** Exercise **
Please rewrite the stretch of the Pacific rattlesnake passage from "Except in the" through "repeatedly when disturbed.", putting "aggressive" in place of "pugnacious".

** Passage provided **
::::::
It is more slender than the heavy-bodied diamondbacks of the south and eastern
United States. The color of the Pacific and pattern of its markings are varied,
ranging from brown to grayish or greenish tones with large blotches of lighter
hues along its back.
In the northern areas of their range and at higher elevations, snakes congregate
in the fall at crevices in rocky ledges to hibernate for the winter, returning
to these places annually. These spots are known as snake dens.
When temperatures begin to warm in May and early June, snakes come out of
hibernation. They remain near the den entrance for a few days, sunning
themselves, then make their way to where they will spend the summer. They rarely
go more than a mile from their dens. Most snakes are secretive in their summer
activities, hunting at night and remaining inactive and out of sight for days at
a time during the digestive period after eating a squirrel or small rabbit.
Consequently, more snakes are seen in the spring and fall migrations to and from
their winter homes.
Some kinds of snakes lay eggs. In others, including rattlesnakes, eggs are retained in the mother's body until hatched, and the young are born alive. Sometimes the female rattler is killed with the young still in her body, a phenomenon giving rise to the folk tale that she swallows her babies to protect them from danger. The female Pacific rattler may contain from 4 to 25 eggs, from which an average of 9 or 10 hearty young are born live.
Except in the extreme northern
part of California, mating occurs in the spring. The young are born between
August and October. The newborn Pacific Rattlesnake is about 10 inches long and
has a small horny button on the tip of its tail. Rattler babies have venom and
short fangs and are dangerous from birth. In fact, they are more pugnacious than
the adults. Although unable to make a rattling sound, the youngsters throw
themselves into a defensive pose and strike repeatedly when disturbed.
::::::
** Recorded data **
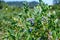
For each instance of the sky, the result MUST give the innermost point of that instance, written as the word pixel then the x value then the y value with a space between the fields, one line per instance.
pixel 49 2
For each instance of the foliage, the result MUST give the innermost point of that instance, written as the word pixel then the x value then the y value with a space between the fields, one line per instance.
pixel 39 23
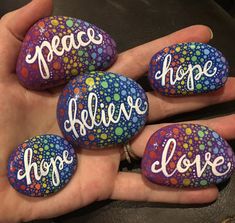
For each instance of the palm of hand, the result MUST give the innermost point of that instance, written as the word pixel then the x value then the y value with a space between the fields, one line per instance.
pixel 27 113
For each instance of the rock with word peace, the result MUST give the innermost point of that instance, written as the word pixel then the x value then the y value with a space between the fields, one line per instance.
pixel 188 69
pixel 187 155
pixel 101 109
pixel 41 165
pixel 57 48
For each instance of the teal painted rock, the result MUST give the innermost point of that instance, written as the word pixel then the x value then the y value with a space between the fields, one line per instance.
pixel 188 69
pixel 58 48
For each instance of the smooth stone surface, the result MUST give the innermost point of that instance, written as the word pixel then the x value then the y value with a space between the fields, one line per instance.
pixel 188 69
pixel 57 48
pixel 101 109
pixel 41 165
pixel 187 155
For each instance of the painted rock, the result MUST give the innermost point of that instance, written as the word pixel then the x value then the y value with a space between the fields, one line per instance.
pixel 187 155
pixel 41 165
pixel 188 69
pixel 101 109
pixel 57 48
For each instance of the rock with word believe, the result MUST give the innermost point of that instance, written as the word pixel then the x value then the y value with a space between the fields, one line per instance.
pixel 57 48
pixel 188 69
pixel 187 155
pixel 41 165
pixel 101 109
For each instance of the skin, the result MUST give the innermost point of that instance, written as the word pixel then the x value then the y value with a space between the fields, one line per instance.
pixel 22 112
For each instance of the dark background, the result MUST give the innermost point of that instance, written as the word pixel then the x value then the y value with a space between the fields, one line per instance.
pixel 131 23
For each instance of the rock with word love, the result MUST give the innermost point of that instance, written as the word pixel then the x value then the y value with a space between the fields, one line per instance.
pixel 41 165
pixel 188 69
pixel 101 109
pixel 187 155
pixel 57 48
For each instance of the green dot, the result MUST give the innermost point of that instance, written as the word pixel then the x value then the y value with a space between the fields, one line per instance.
pixel 118 131
pixel 202 147
pixel 198 86
pixel 200 133
pixel 203 182
pixel 198 52
pixel 108 99
pixel 91 67
pixel 116 97
pixel 80 53
pixel 104 84
pixel 69 23
pixel 194 58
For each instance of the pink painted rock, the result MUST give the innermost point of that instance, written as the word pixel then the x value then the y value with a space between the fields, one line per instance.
pixel 57 48
pixel 187 155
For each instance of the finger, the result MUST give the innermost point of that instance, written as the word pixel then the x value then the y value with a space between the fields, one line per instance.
pixel 134 62
pixel 19 21
pixel 222 125
pixel 133 186
pixel 161 106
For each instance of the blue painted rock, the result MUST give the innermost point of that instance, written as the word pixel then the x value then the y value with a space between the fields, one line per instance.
pixel 187 69
pixel 57 48
pixel 101 109
pixel 41 165
pixel 187 155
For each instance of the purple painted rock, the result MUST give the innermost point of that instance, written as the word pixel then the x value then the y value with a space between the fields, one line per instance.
pixel 41 165
pixel 187 155
pixel 101 109
pixel 188 69
pixel 57 48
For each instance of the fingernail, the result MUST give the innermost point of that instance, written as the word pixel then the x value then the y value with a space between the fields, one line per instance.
pixel 212 35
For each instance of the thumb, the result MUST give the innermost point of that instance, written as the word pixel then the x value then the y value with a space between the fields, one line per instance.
pixel 20 20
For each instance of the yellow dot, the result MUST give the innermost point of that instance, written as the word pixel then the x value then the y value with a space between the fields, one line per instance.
pixel 66 59
pixel 103 136
pixel 182 60
pixel 188 131
pixel 177 49
pixel 90 81
pixel 54 22
pixel 186 182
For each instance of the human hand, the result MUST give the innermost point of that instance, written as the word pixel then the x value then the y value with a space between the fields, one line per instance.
pixel 28 113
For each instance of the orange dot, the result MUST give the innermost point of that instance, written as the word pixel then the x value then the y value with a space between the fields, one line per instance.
pixel 175 131
pixel 173 181
pixel 91 137
pixel 80 106
pixel 76 90
pixel 172 165
pixel 24 72
pixel 56 65
pixel 37 186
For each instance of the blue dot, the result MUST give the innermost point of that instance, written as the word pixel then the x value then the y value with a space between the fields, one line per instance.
pixel 206 51
pixel 135 119
pixel 93 55
pixel 100 50
pixel 215 135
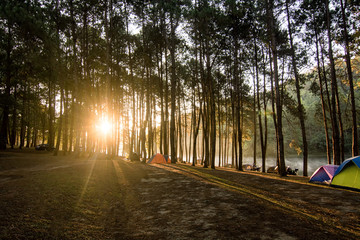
::::::
** Reply to the exercise **
Except in the extreme northern
part of California, mating occurs in the spring. The young are born between
August and October. The newborn Pacific Rattlesnake is about 10 inches long and
has a small horny button on the tip of its tail. Rattler babies have venom and
short fangs and are dangerous from birth. In fact, they are more aggressive than
the adults. Although unable to make a rattling sound, the youngsters throw
themselves into a defensive pose and strike repeatedly when disturbed.